- [TEXT EXCERPT]

*****

Our final apartment visit was my favorite—we met Harris Levine, who’d left Plonsk, Poland, in 1890 (“because the Russian Empire was mean,” one kid astutely noted). Unlike Mrs. Moore, Mr. Levine was eager to invite us in. “I got shpilkes waiting for you!” he exclaimed. Mr. Levine showed off his apartment, which he and his wife Jennie used as a garment factory—there were seats for three girls to baste, sew, and finish clothing, along with a pile of sleeves and one nearly completed pink-and-black gown. One of the little girls on the tour admired it. “You like?” Mr. Levine asked. “Is an American color!” He told us about his business—rent was $2.50 a week; he and his wife and the girls could make 12 dresses a day; a dress sold for $10; he got 25 cents per dress. “And from that I got to pay the girls,” he said. I asked where he saw himself in 10 years. He pointed to a picture of a rural scene on the wall. “Right there! Williamsburg!” He hoped to move to Brooklyn and become a custom tailor. (The real Mr. Levine achieved his wish.) He also told us about his family. “Pauline is a shayne punim, she got six years, and Hyman got three years,” he said, with perfect Yiddish syntax. A little boy asked him whether his wife was Jewish. Mr. Levine, baffled, looked around into all our faces, paused, and then laughed. “Is a joke!”

After the tour, we sat in the museum’s Visitor Center, looked at pictures of the real Moores, Baldizzis, and Levines and learned more about the stories of residents after they left 97 Orchard. When a picture flashed onscreen of Harris’ grandson’s bar mitzvah in 1910, a little kid gasped and repeated what he thought he’d heard: “Vomits-va?” (Hey, I think I misheard “Murphys with the Coat on.”) Another child explained: “A bar mitzvah is when you read Hebrew and they throw candy at you.” Indeed.

*****

- [RAW DATA]
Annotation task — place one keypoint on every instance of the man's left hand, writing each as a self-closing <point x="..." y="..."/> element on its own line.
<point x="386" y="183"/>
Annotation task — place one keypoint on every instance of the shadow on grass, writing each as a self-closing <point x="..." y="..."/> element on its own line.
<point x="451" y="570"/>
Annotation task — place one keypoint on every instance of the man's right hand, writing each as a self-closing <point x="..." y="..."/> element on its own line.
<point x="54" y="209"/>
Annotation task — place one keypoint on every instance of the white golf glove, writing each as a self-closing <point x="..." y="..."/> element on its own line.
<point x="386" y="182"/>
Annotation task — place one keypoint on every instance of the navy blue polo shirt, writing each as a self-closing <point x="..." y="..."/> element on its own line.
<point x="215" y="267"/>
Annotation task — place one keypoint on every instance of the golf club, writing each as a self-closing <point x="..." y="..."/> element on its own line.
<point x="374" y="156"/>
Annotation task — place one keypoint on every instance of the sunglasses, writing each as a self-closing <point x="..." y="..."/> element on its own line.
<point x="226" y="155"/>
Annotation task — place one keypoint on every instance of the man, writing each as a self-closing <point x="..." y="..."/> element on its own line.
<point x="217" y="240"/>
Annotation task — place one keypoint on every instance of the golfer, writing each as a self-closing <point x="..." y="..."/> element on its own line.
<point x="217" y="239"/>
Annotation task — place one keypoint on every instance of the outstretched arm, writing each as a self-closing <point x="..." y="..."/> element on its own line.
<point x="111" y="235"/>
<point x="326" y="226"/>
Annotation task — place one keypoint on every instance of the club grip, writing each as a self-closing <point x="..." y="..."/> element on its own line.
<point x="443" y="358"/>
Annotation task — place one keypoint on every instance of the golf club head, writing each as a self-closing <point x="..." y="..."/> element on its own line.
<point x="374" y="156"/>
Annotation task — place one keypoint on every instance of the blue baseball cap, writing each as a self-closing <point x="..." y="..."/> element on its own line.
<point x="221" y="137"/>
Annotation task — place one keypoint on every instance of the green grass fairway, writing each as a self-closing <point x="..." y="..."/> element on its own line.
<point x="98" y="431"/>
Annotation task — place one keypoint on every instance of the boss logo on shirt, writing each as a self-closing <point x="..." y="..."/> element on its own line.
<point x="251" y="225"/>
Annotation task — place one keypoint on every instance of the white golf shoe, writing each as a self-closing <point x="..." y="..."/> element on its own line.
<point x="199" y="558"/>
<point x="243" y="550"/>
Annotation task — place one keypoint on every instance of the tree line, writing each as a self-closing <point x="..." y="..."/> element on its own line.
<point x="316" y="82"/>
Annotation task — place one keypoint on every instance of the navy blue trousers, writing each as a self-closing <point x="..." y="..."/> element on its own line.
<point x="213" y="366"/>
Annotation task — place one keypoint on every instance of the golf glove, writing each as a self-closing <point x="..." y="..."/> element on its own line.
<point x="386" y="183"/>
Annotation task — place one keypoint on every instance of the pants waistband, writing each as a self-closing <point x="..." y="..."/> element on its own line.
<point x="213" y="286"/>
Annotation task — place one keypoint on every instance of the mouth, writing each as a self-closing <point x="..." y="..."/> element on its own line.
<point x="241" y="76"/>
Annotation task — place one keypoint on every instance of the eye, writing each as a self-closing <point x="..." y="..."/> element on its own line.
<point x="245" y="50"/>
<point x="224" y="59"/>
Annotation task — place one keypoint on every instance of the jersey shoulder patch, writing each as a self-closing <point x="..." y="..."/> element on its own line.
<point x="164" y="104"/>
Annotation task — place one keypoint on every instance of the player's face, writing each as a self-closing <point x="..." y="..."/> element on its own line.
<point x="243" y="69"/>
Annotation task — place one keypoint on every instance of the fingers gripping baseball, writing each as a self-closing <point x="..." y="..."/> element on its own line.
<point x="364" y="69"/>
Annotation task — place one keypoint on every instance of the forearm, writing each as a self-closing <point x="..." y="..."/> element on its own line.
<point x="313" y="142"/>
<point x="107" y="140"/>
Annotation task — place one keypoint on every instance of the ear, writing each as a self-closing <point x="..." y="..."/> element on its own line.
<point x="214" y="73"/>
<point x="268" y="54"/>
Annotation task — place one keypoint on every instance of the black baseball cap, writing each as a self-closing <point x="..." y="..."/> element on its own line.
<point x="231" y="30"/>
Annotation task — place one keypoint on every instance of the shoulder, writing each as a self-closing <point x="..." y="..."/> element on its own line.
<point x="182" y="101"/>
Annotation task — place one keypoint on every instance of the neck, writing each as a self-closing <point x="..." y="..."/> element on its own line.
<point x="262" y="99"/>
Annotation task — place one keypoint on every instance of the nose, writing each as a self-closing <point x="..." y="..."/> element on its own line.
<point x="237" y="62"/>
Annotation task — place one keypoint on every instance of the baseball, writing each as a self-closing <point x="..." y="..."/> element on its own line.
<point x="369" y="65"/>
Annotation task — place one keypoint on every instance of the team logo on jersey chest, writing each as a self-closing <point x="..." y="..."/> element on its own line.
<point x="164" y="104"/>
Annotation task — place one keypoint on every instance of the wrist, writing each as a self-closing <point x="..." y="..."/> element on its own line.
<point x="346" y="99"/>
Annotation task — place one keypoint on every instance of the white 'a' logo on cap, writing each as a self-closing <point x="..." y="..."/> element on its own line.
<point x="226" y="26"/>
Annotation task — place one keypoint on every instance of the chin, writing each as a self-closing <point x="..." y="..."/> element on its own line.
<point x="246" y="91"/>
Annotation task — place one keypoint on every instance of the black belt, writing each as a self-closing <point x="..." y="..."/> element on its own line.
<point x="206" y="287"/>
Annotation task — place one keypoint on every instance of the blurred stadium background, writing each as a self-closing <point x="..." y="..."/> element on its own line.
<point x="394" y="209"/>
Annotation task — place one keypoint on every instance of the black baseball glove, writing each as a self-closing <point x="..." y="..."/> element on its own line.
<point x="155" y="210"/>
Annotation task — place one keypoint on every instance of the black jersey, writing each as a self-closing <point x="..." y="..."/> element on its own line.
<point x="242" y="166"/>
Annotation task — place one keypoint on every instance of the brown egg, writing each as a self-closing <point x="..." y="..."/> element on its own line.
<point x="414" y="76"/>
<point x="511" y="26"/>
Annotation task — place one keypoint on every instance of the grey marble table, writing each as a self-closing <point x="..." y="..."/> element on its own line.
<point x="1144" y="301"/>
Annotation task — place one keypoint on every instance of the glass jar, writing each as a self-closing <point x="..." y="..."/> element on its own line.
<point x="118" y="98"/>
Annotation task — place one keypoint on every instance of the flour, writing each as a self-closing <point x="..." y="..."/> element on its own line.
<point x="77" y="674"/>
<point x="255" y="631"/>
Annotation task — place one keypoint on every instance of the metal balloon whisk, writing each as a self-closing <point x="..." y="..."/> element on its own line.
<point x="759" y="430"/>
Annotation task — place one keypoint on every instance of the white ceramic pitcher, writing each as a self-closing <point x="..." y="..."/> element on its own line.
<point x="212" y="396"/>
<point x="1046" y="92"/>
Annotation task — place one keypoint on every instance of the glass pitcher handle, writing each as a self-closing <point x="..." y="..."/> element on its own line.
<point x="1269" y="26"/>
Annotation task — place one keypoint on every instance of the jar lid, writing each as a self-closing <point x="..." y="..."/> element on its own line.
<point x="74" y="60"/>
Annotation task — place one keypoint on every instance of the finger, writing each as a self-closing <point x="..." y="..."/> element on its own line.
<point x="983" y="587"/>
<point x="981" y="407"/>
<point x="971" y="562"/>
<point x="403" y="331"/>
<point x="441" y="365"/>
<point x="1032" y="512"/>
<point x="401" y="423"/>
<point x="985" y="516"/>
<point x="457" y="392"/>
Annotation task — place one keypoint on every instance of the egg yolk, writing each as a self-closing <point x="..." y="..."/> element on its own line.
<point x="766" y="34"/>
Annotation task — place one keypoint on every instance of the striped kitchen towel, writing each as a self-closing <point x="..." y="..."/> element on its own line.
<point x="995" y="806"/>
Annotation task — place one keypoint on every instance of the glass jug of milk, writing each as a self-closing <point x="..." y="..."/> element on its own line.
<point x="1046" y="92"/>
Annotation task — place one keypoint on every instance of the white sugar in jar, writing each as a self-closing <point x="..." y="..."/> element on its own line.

*****

- [STATED TASK 1]
Answer these questions about the museum tour text, one line each:
(a) Where did Harris Levine leave in 1890?
(b) What was the weekly rent on his apartment?
(c) Where did the group sit after the tour?
- [STATED TASK 2]
Does each statement agree with the museum tour text? Answer yes or no and quote the words that decide it.
(a) Mr. Levine got 25 cents for each dress.
(b) Mrs. Moore was more eager than Mr. Levine to invite the group in.
(c) The bar mitzvah picture showed Harris' grandson in 1910.
- [STATED TASK 3] Can you write what comes next in the museum tour text, picking up after its final sentence?

- [TASK ANSWER 1]
(a) Plonsk, Poland
(b) $2.50 a week
(c) The museum's Visitor Center

- [TASK ANSWER 2]
(a) Yes: "he got 25 cents per dress"
(b) No: "Unlike Mrs. Moore, Mr. Levine was eager to invite us in."
(c) Yes: "Harris’ grandson’s bar mitzvah in 1910"

- [TASK ANSWER 3]
We exited through the museum’s fabulous gift shop (where you can buy many of the great Jewish children’s books I’ve written about in Tablet, along with grownup books, paper goods, kitchen wares, jewelry, paper dolls, handbags, and 19th-century games and toys). We didn’t shop, though. Maxie scooped up her gift bag, which contained a coloring book, a lollipop, and a finger puppet shaped like a pickle. Inspired, we went around the corner to The Pickle Guys, a fabulous old-fashioned emporium full of barrels containing every kind of pickle you can imagine, as well as pickled tomatoes, tomatillos, mushrooms, olives, peppers, okra, and turnips. And we hit Economy Candy, an old-fashioned bulk candy store that’s been on the Lower East Side since 1937. (When friends visit us—we live a few blocks uptown from the museum—I also send them to the 65-year-old Kossar’s Bialys and to Doughnut Plant, a relatively new addition that uses the baker’s grandfather’s doughnut recipe, so I think it counts thematically.)

Shortly before our visit, the neighborhood—where these old-guard businesses are now outnumbered by swanky bars, hipster clothing stores, and spiffy restaurants—miraculously spiraled back in time. Suddenly the museum’s environment matched its interior; for two days, a film crew took over the corner of Orchard and Broome streets and turned the block into its turn-of-the-20th-century self for The Knick, a Steven Soderbergh series that will air on Cinemax next year. The crew removed parking meters and bike racks, covered the asphalt with dirt, turned posh storefronts into ramshackle kosher butcheries, fabric shops, and fruit stands. The streets were crammed with hundreds of extras in vintage clothing, wooden pushcarts, horse-drawn wagons, and even a (fake) dead horse. A friend and I spent a thrilling morning watching the transformation and imagining ourselves in the Lower East Side of our predecessors, and of Harris Levine. We can’t really time-travel, and we rarely get to see a massive historical film shoot. But a visit to the Tenement Museum is the next best thing.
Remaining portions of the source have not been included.